• **Brief**
The records appear below. Set down exactly each line from the one that contains "Domain: retail shelf audit" through the last, both included.

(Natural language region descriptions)

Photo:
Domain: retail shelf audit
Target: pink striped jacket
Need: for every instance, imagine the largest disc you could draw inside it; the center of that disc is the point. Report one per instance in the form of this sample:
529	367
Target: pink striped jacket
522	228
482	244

• **Response area**
Domain: retail shelf audit
Target: pink striped jacket
Need: for every instance, imagine the largest disc you could draw inside it; the center of that disc is the point. Report one per instance in the form of this sample:
529	367
Target: pink striped jacket
522	228
482	244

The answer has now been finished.